§ EXCERPT
— Start —
Some background: Virbank City is a nearly five thousand-member Facebook group, originally known as HeyFonte. Eventually, as the group got bigger, Jason Klaczynski decided that the group needed some moderation. Since the name no longer fit the mission statement of the group (free speech), it was changed to Virbank City.
As the group swelled in numbers, moderation actually became less necessary. The players who appreciated the lawless nature of HeyFonte stopped posting, and the forum was flooded by mid-level players. Unfortunately, when you get a lot of players of the same skill level in one place, egos and ideas tend to clash.
Meanwhile, David Dunning and Justin Kruger were examining something that is now known as the Dunning-Kruger effect. While it got a lot of press in 2010 especially, the media is currently experiencing a sort of psychological renaissance, and the concept is back in the spotlight. At this point, most people involved in gaming know what the DKE is. For the rest of you, I want to relate the effect specifically to Pokémon players.
Dunning and Kruger proposed that, for a given skill, incompetent people will:
1) fail to recognize their own lack of skill;
As this relates to Pokémon, players simply tend to think of themselves as being better than they actually are.
2) fail to recognize genuine skill in others;
Pokémon places less of an importance on celebrity status than you would think, especially compared to certain esports. It seems to make sense that in order to be an accurate judge of skill that the judge would have to possess more skill than the person being judged. Thus, bullet number two makes it difficult for almost everyone to judge player quality at the highest levels of the game.
3) fail to recognize the extremity of their inadequacy;
Everyone knows they have to keep learning to improve, but this bullet will never allow you to know to what degree you’re actually lacking. It’s easy to say “Look at me, I’m bad at Pokémon!” and use that as a basis on which to justify an opinion or create an argument online, but to people who have bullet number three in their lives, the distance between themselves and the best of the best is impossible to judge.
— End —
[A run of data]
— Start —
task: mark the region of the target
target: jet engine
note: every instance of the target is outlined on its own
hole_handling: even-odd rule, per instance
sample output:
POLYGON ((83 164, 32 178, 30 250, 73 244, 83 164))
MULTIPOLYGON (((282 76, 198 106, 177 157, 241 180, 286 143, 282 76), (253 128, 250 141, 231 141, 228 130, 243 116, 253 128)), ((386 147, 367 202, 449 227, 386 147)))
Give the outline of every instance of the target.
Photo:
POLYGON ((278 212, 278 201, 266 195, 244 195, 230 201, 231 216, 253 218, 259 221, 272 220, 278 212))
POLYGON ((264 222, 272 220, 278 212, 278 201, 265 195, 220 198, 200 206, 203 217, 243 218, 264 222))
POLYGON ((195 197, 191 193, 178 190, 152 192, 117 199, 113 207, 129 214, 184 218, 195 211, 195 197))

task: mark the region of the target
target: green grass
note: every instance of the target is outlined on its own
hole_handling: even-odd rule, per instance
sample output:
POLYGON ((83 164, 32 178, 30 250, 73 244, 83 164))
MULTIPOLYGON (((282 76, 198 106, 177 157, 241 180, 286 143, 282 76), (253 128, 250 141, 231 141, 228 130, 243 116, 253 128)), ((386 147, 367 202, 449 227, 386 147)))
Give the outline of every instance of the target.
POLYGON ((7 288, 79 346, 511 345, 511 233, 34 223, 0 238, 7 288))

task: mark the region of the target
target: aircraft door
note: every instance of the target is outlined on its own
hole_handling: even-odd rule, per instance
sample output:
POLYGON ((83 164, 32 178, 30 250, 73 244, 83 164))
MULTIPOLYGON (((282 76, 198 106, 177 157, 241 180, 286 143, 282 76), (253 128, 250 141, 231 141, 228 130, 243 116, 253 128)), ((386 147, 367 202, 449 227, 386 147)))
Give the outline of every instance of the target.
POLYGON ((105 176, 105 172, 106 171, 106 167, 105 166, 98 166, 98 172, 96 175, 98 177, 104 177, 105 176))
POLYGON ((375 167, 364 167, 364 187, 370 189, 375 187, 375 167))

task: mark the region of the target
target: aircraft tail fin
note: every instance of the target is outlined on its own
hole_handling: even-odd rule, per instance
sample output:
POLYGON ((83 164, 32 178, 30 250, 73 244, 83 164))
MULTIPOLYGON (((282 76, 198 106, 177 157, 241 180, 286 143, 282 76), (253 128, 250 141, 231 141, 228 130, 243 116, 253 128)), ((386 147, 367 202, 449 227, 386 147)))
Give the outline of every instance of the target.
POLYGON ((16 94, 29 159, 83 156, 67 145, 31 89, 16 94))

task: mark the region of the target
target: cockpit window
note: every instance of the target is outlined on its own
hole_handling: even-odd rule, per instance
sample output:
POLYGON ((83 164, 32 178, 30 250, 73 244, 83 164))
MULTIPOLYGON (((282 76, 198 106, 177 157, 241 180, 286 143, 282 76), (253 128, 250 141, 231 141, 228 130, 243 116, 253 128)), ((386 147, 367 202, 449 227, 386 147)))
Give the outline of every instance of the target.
— End —
§ CHALLENGES
**1)** Answer these questions using the Virbank City excerpt.
(a) What was the Facebook group originally known as?
(b) What kind of players flooded the forum as the group swelled in numbers?
(c) According to Dunning and Kruger's second point, what do incompetent people fail to recognize?
**2)** Extend the Virbank City excerpt, picking up right after its last sentence.
The data have no connection to the Virbank City excerpt.

§ ANSWERS BY TASK
**1)**
(a) HeyFonte
(b) Mid-level players
(c) Genuine skill in others

**2)**
Conversely, good players tend to underrate themselves. The DKE supports the idea that the less competent a person is, the more skilled the person falsely believes that he or she is. This isn’t necessarily an ego problem, but due to lack of experience, the player won’t know any better.
4) recognize and acknowledge their own previous lack of skill, if they are exposed to training for that skill.
The DKE is a long tunnel, filled with lights on switches. Every time you flip a switch, an area lights up. If this is your enlightened state, you can only know what’s behind and around you.
Everything ahead of you is shrouded in fog. To dispel the darkness, you have to go up to the switch and flip it on. The darkness represents inadequacy, what I’ll call a state lacking both upper-level skill and understanding. Pokémon is a game that is impossible to master, so we all have an indeterminate amount of darkness in our tunnels.
The crux of the Dunning-Kruger Effect is that a person can never actually relate to what is ahead until they’re there. This might not make a ton of sense in relation to Pokémon.
Think of it like this: mid-level players can make misplays and defend them even though such plays are incorrect to anyone at a high level. Even through their own analysis, they won’t be able to see why the play is wrong until it is pointed out to them.
The DKE is like Virbank City, the Facebook group. It’s a whole subterranean world of parallel tunnels. Pretend every one of the 5,000ish members is gradually walking along turning on the lights as they go. Got it? Good.
Now pretend that every one of those members is a monkey (am I wrong?).
Of course, monkeys in tunnels brings up another problem. Who am I to even use the word “middle” to describe the position of a hypothetical Pokémon playing primate? I myself am still walking through the darkness, but at what speed? “Speed” of progress is only relative to the length of the hypothetical tunnel itself.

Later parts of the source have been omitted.